課題 >> 引用文によると、12月17日の週の打ち合わせで、工場の最終引き渡しはいつになるとされたかを答えてください。

ベトナム工場進出に際する正しいコンサルタントの選び方

元某自動車パーツメーカー ベトナム法人副社長 石井希典

 


前回、お話したとおり、工場稼働を5月にするためには、11月からカウントしても建設期間は、半年しかない。


【12月に訪問した際の工場建設予定地。まだ何も始まっていない。】



土地取得が完了したことで、業者側の建設準備も急ピッチで進む。11月段階ではラフだった建設費見積もりは、社長が正式に建設を依頼したことで、12月になると、さらに正確さをましてきていた。また、建設にあたって役所への申請は、建設会社で全責任をもって、行うとのことだった。


【起工式の様子】



ただ、12月17日の週に打ち合わせをした際、建設開始の遅れから、工場の最終引き渡しは、5月末になるとのことだった。工場棟を先行して建設を進め、4月の中旬目標で工場棟を完了させ、そののちに事務棟の建設をするというスケジュールを組んだとのことだった。従って、5月からのテスト稼働は可能とのことだったが、大きな懸念は、本来工場操業のためには、消防等役所の審査が必要で、それらは工場完成(引き渡し)後におこなわれるのが通常だ。テスト稼働のためには、かなりイレギュラーな手筈を踏む必要がありそうで、大丈夫なのか?という点を確認したところ、そのあたりはぬかりなくやるので、信頼してほしいとのことだった。

通常のプロセスだと、まず建設許可の申請を、消防等の役所に行い、その申請許可がおりてから、工場建設開始。建設終了後、工場の引き渡しを受けてから、役所の立ち入り検査があり、認可がおりてから、生産に入れる。もっとも、この段取りを順番にやっていては、ほぼ間に合わないだろうと、変な意味で確信していた。

データ内容 >>
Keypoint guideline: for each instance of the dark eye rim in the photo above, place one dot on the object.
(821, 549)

解答 >> 5月末です。